Exercise brief » Reproduce the following entries line for line, leaving out the pictures.

— start —

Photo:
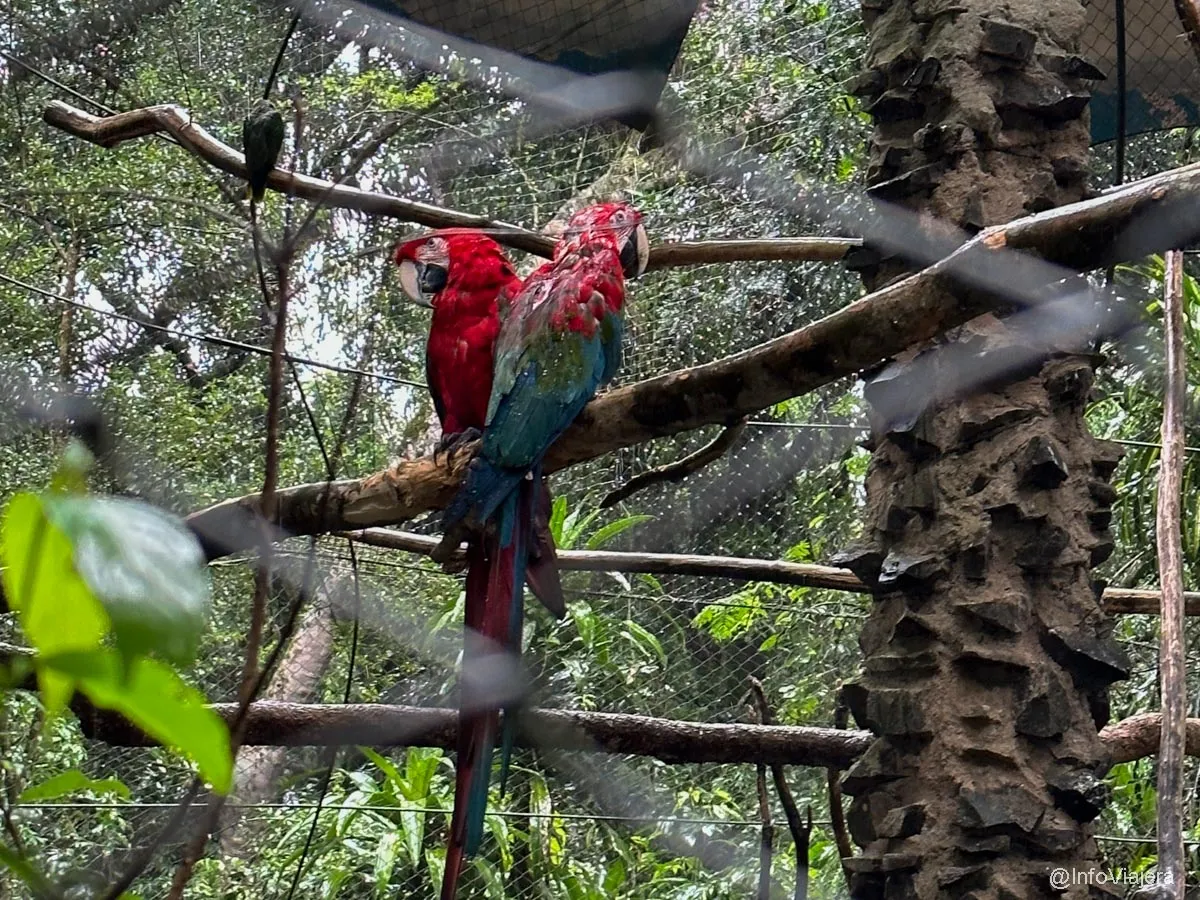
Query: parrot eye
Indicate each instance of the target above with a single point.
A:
(635, 253)
(433, 277)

— end —

Exercise solution »
Photo:
Query: parrot eye
Indicate each instance of the target above with a single point.
A:
(635, 253)
(433, 277)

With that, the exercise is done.